*** Opening of SUPPLIED TEXT ***

Southwest Airlines announces they will start charging for bags, stock pops 15% instantly (down from there since then with the broader market), if anyone was wondering why things are still more expensive.
Airlines are gonna airline.
I mean it's just another example of outside money-only buyer comes in, overpays for company, squeezes margins to cover debt they shouldn't have taken on but have to service and meet their IRR, and in doing so they destroy what made the asset attractive in the first place. We studied Southwest in depth once when I was in college and had the CEO come to our honors program for a day before we went and spent a day at their HQ too. Then in Bschool we did a study of them in comparison with JetBlue in the class of the professor who was the Chairman of JetBlue's board at the time.
Southwest was attractive because it was one price, no extra fees. They had a very easy cancellation and movement policy. They had a VERY STRONG culture from the moment you booked until you made it to your destination, throughout the entire experience. It was suuuuuuper customer oriented. They made boarding super easy and faster than everyone ele, allowing for faster turns and a unique through-city strategy where pax could stay on plane...

*** Close of SUPPLIED TEXT ***
*** Opening of MATERIAL SUPPLIED ***

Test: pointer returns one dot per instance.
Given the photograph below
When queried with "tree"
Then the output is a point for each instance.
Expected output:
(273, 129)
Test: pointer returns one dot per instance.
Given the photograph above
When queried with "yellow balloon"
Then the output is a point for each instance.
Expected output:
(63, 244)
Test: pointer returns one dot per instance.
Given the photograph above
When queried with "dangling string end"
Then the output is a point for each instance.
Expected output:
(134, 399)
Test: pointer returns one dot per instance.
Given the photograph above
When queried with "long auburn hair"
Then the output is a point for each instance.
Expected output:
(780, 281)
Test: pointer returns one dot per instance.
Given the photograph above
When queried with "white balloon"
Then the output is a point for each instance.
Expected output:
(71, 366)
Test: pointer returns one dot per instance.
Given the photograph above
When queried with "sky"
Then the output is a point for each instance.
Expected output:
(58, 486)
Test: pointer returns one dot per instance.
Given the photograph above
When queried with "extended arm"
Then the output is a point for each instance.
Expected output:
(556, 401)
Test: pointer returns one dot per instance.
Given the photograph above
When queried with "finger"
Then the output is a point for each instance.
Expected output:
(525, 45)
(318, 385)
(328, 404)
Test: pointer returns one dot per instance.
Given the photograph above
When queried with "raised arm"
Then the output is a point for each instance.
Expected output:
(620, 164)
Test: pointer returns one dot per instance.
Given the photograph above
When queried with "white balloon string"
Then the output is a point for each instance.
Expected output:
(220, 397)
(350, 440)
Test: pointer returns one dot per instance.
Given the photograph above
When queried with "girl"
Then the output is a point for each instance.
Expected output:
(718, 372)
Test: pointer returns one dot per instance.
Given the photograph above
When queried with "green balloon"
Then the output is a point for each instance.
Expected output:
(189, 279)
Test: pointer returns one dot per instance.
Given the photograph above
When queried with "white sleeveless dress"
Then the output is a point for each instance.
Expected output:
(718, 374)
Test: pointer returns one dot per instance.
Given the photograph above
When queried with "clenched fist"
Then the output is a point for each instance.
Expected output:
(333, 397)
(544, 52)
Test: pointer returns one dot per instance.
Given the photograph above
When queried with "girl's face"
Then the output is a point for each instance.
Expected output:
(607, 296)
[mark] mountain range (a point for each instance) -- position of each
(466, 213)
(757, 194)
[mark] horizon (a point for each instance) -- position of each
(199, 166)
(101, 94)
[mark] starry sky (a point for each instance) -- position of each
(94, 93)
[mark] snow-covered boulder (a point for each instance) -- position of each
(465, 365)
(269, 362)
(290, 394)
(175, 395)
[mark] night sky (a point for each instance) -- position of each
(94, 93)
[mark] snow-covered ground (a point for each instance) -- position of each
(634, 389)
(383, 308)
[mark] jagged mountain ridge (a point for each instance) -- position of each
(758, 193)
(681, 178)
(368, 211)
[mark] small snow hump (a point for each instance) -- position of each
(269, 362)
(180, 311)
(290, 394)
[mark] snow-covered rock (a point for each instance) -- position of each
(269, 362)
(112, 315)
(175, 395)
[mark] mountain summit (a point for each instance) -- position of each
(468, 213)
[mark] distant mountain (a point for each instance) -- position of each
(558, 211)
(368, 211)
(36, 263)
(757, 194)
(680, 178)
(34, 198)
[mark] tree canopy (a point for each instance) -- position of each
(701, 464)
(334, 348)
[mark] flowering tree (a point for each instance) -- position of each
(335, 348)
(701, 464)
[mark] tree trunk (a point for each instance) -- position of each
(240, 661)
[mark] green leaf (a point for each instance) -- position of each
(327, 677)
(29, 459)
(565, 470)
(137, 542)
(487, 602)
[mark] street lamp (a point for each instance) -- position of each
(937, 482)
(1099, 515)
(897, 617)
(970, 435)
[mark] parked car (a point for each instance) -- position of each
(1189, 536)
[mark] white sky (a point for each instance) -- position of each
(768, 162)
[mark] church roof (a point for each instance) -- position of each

*** Close of MATERIAL SUPPLIED ***

REQUIRED TASKS =
A - Based on the Southwest Airlines post, say whether each statement agrees with it. Answer yes or no for each, quoting the deciding words exactly.
(i) Southwest's stock rose 15% right after the bag-fee announcement.
(ii) The writer's business school class compared Southwest with Delta.
(iii) Southwest had a strict cancellation policy.
B - Retype everything in the Southwest Airlines post from "Southwest Airlines announces" down to "are gonna airline.".
C - Continue the Southwest Airlines post from where it stops.

RESPONSES BY TASK =
A -
(i) Yes: "stock pops 15% instantly"
(ii) No: "a study of them in comparison with JetBlue"
(iii) No: "They had a very easy cancellation and movement policy."

B -
Southwest Airlines announces they will start charging for bags, stock pops 15% instantly (down from there since then with the broader market), if anyone was wondering why things are still more expensive.
Airlines are gonna airline.

C -
These things allowed them to price both aggressively AND at a higher margin. So they didn't even have to be "low cost" they were just "low stress" which people basically became ok to pay a premium for...but they ALSO had a lower cost base, so they could beat the other airlines on price AND margin. That's because:
Their fleet was 100% the exact same plane with the exact same configuration, which made pilots and maintenance and other crew in air and on ground) MUCH easier to train, it made parts easier to manage, it made maintenance more predictable and effective (everyone is an expert in the ONE physical asset you use)...so you needed fewer people, AND your company was more enjoyable to work for so you could pay them less.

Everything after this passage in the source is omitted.